[Excerpt — start]
In the meantime, Putin is also accusing the U.S. of coercing the European Union to pressure Russia to relinquish oil rich areas that are the home of the “Finno-Ugric” peoples, a primitive and naïve population whose historic economy has been based on the herding of reindeer. The Kremlin is calling it “a Finno-Ugric conspiracy to seize Russia’s oil assets.”

“Let's see what they do when the UN orders (the U.S.) to return California to Mexico," Putin is reported to have responded.

”…What is perhaps most insane about these Western people’s reactions…” comments the World Socialist Web Site News Service, “is their not caring to know that both Russia and China are not going to (give up) Central Asia or the Middle East by anything other than Military defeat. The suddenness of this War’s escalation will surprise these Westerners, even (though) their Military Forces (were) the ones who started it….”

And in a final note of cheer, the site warns that “the shocking devastation of Total Global War these Westerners know only through their movies; soon they will know it by looking out their doorways.”

We seem to be into scents today: first perfidy, and now cold war. I earnestly hope not. I don’t want to be a pawn in that game.


Amid these rising tensions between the U.S. and Russia/China, somebody comes along and says the “N” word. The state of acrimony the Bushmaster has fostered throughout the world has finally taken the lid off the word that nobody has dared to mention except in the most abstract and cautionary context.

But an up-and-coming Chinese military officer, a General Zhu, has publicly said that if the U.S. puts its missiles and “position-guided ammunition” into China’s territory – i.e., Taiwan, “I think we will have to respond with nuclear weapons.”

Although General Zhu insisted that the views were his own and did not reflect the official Chinese position, it can be assumed that he had the full backing of his Chinese superiors and that it could be considered a warning to the U.S.

The New York Times notes that up to now, it has been assumed that any conflict between the U.S. and China over Taiwan would remain a local one that would not expand into a general war between the two countries.

“But the comments by General Zhu suggest that at least some elements of the military are prepared to widen the conflict, perhaps to persuade the United States that it could no more successfully fight a limited war against China than it could against the former Soviet Union.

”’If the Americans are determined to interfere, then we will be determined to respond,’ (Gen. Zhu) said. ‘We Chinese will prepare ourselves for the destruction of all the cities east of Xian. Of course the Americans will have to be prepared that hundreds of cities will be destroyed by the Chinese.’"

These guys sound serious.

The political scene has indeed changed. Obviously, Dubya has made America safer – not only from terrorists but from the entire world.


My student Anton invited me yesterday to my first outing at a student’s home. We roasted mullet, which I hadn’t had since I was a kid in Florida, on an outdoor barbecue. He’s a bit strange, but seems to like me very much. When he went to Italy a few months ago, he brought me a present – a pound of Italian coffee and two pair of shorts!

Shorts? From a straight man to his teacher?

Mind you, I was quite glad to get them. In fact, I actually needed them. But he couldn’t have known, so why would anybody bring me two pair of shorts from Italy?
[Excerpt — finish]
# Brief A:
In the blog excerpt, what present did Anton bring back from Italy?
# Brief B:
Carry on the blog excerpt, picking up right after its last sentence about the shorts from Italy.
The entries that come next are separate material, not part of the blog excerpt.
[Records provided — start]
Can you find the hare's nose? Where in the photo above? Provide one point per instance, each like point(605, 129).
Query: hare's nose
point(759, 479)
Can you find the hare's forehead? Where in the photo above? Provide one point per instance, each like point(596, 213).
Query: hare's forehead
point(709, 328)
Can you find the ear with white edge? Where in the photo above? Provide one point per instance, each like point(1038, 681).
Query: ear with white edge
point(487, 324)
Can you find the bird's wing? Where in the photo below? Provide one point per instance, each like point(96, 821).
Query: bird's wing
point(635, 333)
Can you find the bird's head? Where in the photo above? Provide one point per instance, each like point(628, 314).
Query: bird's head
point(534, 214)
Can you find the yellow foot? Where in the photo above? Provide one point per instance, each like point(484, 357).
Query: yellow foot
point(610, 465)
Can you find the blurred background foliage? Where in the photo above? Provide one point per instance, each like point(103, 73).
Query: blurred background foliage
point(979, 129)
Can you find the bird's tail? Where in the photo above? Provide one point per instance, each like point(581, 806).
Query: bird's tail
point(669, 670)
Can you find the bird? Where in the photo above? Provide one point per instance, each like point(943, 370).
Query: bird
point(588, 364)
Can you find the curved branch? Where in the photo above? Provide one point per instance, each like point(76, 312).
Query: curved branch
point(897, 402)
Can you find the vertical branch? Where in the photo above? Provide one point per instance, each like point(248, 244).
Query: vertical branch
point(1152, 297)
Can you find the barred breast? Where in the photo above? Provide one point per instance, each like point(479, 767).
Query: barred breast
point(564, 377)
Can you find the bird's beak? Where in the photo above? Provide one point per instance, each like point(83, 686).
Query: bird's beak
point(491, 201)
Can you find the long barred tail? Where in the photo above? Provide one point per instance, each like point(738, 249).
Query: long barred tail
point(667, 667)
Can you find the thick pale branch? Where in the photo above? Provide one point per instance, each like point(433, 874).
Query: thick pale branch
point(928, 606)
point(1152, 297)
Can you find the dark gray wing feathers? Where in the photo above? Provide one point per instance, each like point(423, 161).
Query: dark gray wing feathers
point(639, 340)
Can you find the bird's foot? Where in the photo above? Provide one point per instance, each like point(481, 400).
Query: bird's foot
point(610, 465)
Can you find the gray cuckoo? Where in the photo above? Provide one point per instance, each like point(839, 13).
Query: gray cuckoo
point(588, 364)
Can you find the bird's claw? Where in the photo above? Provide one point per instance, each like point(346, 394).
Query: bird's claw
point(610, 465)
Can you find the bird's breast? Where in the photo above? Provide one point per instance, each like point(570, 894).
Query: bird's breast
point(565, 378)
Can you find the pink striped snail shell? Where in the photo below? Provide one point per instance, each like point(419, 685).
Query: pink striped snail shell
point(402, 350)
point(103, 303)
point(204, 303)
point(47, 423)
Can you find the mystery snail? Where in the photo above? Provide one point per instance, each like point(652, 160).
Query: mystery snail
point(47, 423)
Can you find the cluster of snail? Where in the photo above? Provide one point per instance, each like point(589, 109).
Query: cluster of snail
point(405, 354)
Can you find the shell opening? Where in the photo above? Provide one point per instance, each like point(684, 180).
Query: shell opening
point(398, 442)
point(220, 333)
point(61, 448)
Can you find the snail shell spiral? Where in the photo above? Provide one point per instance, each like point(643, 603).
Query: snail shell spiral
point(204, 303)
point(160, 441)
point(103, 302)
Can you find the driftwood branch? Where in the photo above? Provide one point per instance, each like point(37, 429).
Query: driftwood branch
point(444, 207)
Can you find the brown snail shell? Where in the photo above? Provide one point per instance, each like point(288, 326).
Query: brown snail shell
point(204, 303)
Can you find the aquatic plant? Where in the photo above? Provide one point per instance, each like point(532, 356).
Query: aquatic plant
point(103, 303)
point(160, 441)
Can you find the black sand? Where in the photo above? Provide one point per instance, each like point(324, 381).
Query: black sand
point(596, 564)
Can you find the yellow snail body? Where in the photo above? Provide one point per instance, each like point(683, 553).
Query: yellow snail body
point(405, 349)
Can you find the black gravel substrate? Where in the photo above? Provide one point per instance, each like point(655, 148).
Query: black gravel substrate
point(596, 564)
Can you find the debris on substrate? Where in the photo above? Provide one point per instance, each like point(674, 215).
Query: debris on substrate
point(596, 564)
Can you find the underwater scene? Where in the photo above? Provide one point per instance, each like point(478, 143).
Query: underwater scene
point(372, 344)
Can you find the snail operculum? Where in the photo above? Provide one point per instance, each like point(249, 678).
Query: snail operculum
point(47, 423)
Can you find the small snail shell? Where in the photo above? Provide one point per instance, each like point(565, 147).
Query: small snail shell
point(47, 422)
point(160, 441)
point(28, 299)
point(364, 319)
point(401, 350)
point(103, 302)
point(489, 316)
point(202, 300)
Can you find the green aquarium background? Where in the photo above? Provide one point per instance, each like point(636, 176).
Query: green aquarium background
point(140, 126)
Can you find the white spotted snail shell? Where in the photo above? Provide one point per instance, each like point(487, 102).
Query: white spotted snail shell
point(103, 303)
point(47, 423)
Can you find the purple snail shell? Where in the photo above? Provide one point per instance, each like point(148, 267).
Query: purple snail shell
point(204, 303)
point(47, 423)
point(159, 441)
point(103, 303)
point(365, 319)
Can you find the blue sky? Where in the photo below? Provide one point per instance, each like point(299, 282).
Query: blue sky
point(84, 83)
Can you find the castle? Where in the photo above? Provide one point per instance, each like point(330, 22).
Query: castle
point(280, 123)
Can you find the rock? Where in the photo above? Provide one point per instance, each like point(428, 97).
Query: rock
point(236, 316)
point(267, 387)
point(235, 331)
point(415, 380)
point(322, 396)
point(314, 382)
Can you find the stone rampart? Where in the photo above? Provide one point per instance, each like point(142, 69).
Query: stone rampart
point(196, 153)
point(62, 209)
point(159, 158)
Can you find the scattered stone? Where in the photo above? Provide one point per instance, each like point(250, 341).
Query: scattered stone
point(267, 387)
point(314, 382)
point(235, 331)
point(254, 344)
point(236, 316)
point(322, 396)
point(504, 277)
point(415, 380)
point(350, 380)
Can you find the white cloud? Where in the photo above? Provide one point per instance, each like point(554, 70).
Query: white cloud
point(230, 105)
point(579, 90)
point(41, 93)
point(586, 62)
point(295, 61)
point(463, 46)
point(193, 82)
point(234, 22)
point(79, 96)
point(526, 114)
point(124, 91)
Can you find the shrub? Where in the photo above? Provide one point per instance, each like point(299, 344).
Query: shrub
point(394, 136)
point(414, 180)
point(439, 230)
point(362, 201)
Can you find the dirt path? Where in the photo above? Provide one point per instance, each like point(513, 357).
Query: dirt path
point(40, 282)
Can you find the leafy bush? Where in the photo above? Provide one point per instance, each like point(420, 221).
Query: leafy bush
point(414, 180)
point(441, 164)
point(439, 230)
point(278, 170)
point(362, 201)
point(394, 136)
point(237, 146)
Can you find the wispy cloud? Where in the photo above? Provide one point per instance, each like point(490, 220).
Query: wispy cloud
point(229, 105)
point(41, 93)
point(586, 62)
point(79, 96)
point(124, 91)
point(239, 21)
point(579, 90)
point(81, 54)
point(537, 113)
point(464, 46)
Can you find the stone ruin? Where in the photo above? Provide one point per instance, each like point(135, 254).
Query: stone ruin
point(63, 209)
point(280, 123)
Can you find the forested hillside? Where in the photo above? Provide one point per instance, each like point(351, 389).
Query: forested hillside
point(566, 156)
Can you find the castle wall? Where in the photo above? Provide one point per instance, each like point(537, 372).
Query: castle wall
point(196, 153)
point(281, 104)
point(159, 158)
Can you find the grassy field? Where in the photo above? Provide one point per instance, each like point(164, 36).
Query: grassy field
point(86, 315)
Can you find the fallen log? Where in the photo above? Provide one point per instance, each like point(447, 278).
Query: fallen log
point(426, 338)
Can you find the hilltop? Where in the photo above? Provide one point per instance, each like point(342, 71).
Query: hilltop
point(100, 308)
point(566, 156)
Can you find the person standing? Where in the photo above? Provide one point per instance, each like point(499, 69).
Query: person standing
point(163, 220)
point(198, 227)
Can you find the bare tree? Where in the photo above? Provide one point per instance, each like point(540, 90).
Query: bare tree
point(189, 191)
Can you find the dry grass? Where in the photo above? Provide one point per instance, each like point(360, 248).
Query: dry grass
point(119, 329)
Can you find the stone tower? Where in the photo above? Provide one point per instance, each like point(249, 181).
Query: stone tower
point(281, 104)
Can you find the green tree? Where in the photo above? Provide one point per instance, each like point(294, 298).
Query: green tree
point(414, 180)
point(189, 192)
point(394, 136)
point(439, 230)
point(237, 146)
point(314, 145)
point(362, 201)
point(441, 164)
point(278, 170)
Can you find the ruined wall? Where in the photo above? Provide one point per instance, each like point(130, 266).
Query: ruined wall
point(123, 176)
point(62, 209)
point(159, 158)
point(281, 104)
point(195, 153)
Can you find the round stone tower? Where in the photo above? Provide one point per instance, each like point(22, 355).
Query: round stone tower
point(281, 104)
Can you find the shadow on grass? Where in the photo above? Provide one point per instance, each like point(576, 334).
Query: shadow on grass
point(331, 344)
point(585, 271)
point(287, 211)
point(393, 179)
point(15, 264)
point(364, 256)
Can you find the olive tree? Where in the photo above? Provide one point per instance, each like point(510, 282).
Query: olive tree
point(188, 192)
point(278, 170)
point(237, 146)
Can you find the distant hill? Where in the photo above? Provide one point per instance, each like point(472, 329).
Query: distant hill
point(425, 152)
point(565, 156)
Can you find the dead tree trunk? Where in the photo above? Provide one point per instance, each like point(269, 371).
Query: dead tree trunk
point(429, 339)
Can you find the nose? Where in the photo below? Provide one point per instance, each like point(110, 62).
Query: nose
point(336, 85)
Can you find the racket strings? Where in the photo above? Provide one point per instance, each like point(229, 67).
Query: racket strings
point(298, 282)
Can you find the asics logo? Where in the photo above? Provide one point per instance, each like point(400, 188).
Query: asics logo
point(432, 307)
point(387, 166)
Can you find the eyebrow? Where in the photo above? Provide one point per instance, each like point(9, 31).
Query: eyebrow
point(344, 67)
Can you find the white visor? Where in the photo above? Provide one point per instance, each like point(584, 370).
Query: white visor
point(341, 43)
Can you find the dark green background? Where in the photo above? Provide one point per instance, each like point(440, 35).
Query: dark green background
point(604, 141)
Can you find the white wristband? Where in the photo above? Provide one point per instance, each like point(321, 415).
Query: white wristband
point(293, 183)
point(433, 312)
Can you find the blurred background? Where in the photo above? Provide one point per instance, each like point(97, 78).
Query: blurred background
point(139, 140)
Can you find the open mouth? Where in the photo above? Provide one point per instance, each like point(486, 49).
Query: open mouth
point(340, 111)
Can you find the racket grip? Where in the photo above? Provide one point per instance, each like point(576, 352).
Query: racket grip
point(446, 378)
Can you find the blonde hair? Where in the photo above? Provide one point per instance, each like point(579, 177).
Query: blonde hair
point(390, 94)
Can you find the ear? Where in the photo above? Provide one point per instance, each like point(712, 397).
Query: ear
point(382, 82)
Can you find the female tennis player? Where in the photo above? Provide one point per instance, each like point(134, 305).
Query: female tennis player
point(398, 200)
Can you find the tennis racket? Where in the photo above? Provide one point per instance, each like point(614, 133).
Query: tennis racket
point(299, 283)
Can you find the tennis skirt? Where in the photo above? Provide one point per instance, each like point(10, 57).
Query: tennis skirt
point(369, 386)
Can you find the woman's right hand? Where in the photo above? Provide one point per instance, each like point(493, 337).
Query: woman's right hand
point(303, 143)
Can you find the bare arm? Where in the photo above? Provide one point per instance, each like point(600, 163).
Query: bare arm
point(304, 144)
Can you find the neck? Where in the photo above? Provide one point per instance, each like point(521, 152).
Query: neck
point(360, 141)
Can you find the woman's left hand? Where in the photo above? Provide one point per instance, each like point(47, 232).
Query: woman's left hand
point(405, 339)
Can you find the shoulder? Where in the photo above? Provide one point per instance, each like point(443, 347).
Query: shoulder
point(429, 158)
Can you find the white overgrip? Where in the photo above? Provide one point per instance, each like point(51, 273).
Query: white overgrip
[Records provided — finish]
# Response area A:
A pound of Italian coffee and two pair of shorts.

# Response area B:
He’s in his upper 20s, and not bad looking. Traipsing around the yard in only his low-slung summer shorts revealed that he has the typical Slavic hair distribution: i.e., no hair on his chest and almost none on the lower part of his abdomen. He often talks about his wife and son, but I had gotten the impression that he was a bit of a Prussian with them – that he ruled the roost in a rather domineering fashion.

Nothing could be further from the truth. They seemed to have an extraordinarily loving and equal relationship. She was much younger than I had imagined – can’t be more than 20. And their son Mark, nearly four, is one of the most beautiful, intelligent, and sensitive kids I’ve ever seen; he acts much older than he is. He took to me immediately, invited me into the house and then up to his room; asked me to play with him; without prompting called me “Dedushka,” grandfather, to Anton’s delight, and seemed sad when I left.

There was no stiffness at all. I was immediately accepted as one of the family – by all of them, including not only Anton, Nastya, and Mark, but by Anton’s aunt and second cousin Lena, who also dropped by.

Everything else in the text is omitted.